▶ [本文抜粋]:
イザナギは、アマテラスには天(高天原)を、ツクヨミには夜を、スサノオには海を治めることを命じ、 アマテラスとツクヨミはそれに従ったがスサノオは母(イザナミ)の死を嘆き悲しみ、すさまじい勢いで泣き叫んだ。それは青山を枯らし、川や海を干上がらせるほどだったので、怒ったイザナギから追放されてしまう。

 スサノオはイザナミに会いに黄泉国、ついで母の故地根堅国(島根県か?)に行こうと思い、その前にアマテラスに別れを告げるべく高天原に行く。しかし事情を知らないアマテラスは、高天原を奪いに来たと思い、武装して天の安河を挟んでスサノオと対峙した。

 スサノオは誤解を晴らすため、ここで誓約をする。
誓約(うけい、宇気比とも)とは占いの一つで、神意を問い自分の正しさを証明するために行われた。自分が正しければ、こういう結果になるとあらかじめ宣言する。古代、占いは神意を確認する厳粛な儀式だった。
この時の宣言は、アマテラスが産んだ子は女、スサノオが産んだ子が男ならスサノオは潔白だという。

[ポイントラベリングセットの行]
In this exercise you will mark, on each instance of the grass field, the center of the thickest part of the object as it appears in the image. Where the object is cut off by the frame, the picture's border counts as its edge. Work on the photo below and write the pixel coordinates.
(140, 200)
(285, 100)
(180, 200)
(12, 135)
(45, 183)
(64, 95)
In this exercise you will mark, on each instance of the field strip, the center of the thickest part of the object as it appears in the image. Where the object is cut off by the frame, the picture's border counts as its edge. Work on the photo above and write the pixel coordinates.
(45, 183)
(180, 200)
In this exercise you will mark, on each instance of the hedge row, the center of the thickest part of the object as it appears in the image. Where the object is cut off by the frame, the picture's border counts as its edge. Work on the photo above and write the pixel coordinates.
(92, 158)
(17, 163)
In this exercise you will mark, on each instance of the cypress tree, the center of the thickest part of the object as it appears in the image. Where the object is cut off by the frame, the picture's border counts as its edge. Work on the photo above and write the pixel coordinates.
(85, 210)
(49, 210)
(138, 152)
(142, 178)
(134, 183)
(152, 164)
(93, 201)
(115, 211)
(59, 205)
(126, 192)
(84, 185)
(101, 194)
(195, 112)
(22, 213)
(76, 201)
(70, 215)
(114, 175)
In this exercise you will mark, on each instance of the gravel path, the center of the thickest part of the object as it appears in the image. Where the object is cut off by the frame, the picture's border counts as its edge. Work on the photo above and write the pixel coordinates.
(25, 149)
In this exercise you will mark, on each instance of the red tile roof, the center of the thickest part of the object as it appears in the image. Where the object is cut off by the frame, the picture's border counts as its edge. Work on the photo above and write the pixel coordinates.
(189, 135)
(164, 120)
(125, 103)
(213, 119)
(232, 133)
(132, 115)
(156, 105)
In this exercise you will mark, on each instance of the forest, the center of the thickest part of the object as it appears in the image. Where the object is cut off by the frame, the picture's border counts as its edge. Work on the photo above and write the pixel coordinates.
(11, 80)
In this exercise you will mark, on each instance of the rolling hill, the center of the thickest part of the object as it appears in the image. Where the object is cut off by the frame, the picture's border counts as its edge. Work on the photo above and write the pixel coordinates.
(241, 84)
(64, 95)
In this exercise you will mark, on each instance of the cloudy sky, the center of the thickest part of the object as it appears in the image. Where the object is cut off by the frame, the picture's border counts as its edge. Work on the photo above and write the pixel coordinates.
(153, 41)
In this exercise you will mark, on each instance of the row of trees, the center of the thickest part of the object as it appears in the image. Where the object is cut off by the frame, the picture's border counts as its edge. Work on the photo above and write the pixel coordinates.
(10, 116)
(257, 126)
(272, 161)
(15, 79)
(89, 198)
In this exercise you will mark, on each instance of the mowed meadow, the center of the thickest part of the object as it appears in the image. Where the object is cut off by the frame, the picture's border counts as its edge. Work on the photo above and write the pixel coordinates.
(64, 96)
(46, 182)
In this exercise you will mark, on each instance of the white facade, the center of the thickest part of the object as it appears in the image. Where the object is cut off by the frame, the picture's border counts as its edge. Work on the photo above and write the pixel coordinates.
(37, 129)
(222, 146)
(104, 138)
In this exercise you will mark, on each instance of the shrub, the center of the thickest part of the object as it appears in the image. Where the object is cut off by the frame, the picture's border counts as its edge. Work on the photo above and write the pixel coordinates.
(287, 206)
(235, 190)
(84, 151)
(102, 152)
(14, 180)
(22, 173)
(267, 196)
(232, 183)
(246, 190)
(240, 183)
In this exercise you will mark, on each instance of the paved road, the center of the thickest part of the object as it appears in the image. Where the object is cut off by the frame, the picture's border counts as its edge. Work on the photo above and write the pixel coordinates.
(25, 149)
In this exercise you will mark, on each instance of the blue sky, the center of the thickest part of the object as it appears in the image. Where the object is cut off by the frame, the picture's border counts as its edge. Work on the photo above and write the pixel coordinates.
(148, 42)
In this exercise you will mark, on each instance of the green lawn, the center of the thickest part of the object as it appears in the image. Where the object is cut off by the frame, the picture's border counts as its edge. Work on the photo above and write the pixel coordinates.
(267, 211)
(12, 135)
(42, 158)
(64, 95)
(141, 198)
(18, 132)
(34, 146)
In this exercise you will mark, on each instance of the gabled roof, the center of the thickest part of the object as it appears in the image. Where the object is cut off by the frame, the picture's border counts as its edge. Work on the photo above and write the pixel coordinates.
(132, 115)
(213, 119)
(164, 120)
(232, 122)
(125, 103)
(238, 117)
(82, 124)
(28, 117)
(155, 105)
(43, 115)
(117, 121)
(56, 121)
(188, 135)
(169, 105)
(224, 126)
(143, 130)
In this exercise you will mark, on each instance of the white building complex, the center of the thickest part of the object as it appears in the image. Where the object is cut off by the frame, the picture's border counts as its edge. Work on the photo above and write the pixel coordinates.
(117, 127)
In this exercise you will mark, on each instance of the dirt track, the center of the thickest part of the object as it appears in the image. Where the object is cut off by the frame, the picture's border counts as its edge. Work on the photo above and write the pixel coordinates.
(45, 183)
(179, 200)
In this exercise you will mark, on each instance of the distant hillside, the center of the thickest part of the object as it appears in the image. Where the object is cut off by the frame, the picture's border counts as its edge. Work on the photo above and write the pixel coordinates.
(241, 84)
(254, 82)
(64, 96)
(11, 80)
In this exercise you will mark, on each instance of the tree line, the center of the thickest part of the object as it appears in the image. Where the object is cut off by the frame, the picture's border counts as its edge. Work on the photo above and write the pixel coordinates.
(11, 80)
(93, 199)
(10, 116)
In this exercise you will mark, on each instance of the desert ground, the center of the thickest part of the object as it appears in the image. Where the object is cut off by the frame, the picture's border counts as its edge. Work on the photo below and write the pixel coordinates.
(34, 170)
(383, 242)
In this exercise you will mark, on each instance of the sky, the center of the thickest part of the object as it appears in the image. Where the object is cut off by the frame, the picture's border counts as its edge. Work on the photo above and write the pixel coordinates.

▶ [作業内容]:
1. スサノオの神話の文章について、次の問いに答えてください。
(a) イザナギがツクヨミに治めるよう命じたものは何ですか。
(b) アマテラスは何を挟んでスサノオと対峙しましたか。
(c) 誓約の宣言では、どのような結果ならスサノオは潔白だとされましたか。
2. スサノオの神話の文章から、「イザナギは、アマテラスには天」から「ならスサノオは潔白だという。」までの部分を書き写してください。
3. スサノオの神話の文章を、最後の文に続けて書き進めてください。

▶ [解答]:
1.
(a) 夜
(b) 天の安河
(c) アマテラスが産んだ子が女、スサノオが産んだ子が男であること

2.
イザナギは、アマテラスには天(高天原)を、ツクヨミには夜を、スサノオには海を治めることを命じ、 アマテラスとツクヨミはそれに従ったがスサノオは母(イザナミ)の死を嘆き悲しみ、すさまじい勢いで泣き叫んだ。それは青山を枯らし、川や海を干上がらせるほどだったので、怒ったイザナギから追放されてしまう。

 スサノオはイザナミに会いに黄泉国、ついで母の故地根堅国(島根県か?)に行こうと思い、その前にアマテラスに別れを告げるべく高天原に行く。しかし事情を知らないアマテラスは、高天原を奪いに来たと思い、武装して天の安河を挟んでスサノオと対峙した。

 スサノオは誤解を晴らすため、ここで誓約をする。
誓約(うけい、宇気比とも)とは占いの一つで、神意を問い自分の正しさを証明するために行われた。自分が正しければ、こういう結果になるとあらかじめ宣言する。古代、占いは神意を確認する厳粛な儀式だった。
この時の宣言は、アマテラスが産んだ子は女、スサノオが産んだ子が男ならスサノオは潔白だという。

3.
 結論としてアマテラスから三柱の女神(宗像三女神)が生まれ、スサノオからは五柱の男神が生まれ、スサノオの身の潔白(?)は証明された。神武天皇は天之忍穂耳命(アマノオシホミミ)の子孫になる。しかし、せっかく潔白が証明されたスサノオは、なぜか突然狂暴化し暴れまわるのである。

これから先、天岩戸の話はよく知られているので割愛するが、ここの部分(誓約からスサノオ追放まで)は、高天原の出来事としてもっとも具体性に富んだところだろう。

 高天原を追放されたスサノオは、根堅国に向う。
途中空腹を覚えたスサノオは、大気津比売(オオゲツヒメ)に出会い、食事を乞うた。

 ヒメは了解し、様々な食物をスサノオに与えたが、不審に思ったスサノオが様子をのぞき見すると、鼻や口、尻から出たものを食材として調理していた。

それを見たスサノオは、汚物を食べさせたと怒り、ヒメを殺してしまった。 すると、ヒメの頭から蚕が、目から稲が生まれ、耳から粟が生まれ、鼻から小豆が生まれ、陰部から麦が生まれ、尻から大豆が生まれた。ここからオオゲツヒメは、五穀・食物の生誕の神とされる。


●ハイヌウェレ型神話

 スサノオとオオゲツヒメとの一件は、「ハイヌウェレ型神話」として知られる。(八岐大蛇退治は、ペルセウス・アンドロメダ型神話としてよく知られるのでここでは割愛する。)
この神話の元は、このような話である。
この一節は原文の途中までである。